DIRECTIONS:
Wherever the word "lookup" appears in a line of the records, copy that line.

PROVIDED DATA:
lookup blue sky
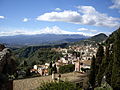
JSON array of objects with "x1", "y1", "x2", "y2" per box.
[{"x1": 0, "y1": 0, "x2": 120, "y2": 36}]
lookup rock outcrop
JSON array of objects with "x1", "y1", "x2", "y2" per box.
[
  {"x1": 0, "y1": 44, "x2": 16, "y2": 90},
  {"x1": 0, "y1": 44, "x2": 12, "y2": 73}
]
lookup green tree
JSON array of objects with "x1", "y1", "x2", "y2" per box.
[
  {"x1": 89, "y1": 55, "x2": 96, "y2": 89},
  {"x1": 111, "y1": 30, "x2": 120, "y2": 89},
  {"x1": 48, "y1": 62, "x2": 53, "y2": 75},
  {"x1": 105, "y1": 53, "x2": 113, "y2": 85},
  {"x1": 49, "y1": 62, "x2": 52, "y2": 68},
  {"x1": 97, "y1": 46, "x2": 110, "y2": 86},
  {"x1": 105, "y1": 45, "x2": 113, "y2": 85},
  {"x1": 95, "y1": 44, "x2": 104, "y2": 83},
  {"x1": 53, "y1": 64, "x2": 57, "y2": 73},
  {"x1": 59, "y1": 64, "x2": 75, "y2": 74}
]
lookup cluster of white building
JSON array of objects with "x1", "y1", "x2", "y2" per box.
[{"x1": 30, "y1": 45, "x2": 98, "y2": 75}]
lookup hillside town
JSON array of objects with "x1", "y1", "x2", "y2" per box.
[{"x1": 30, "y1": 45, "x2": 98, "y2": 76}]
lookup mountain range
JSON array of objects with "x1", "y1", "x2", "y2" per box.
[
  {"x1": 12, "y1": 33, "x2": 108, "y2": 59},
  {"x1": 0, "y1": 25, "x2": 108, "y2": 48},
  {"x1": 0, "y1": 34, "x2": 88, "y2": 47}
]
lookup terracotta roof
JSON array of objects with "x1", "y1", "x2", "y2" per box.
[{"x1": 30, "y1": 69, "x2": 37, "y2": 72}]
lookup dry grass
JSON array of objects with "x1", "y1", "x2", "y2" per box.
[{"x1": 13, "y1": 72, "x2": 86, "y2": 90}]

* * *

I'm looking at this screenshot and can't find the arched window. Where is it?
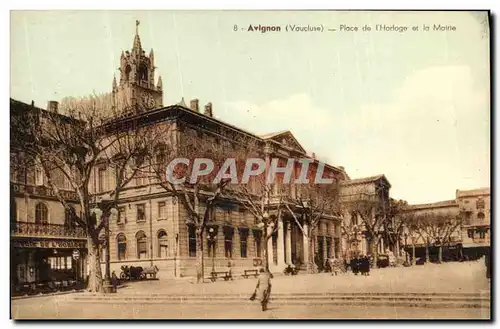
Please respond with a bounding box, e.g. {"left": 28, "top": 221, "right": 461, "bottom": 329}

OUTPUT:
lookup blue sky
lookup rock outcrop
lookup green tree
lookup cluster of white building
lookup hillside town
lookup mountain range
lookup terracotta roof
lookup dry grass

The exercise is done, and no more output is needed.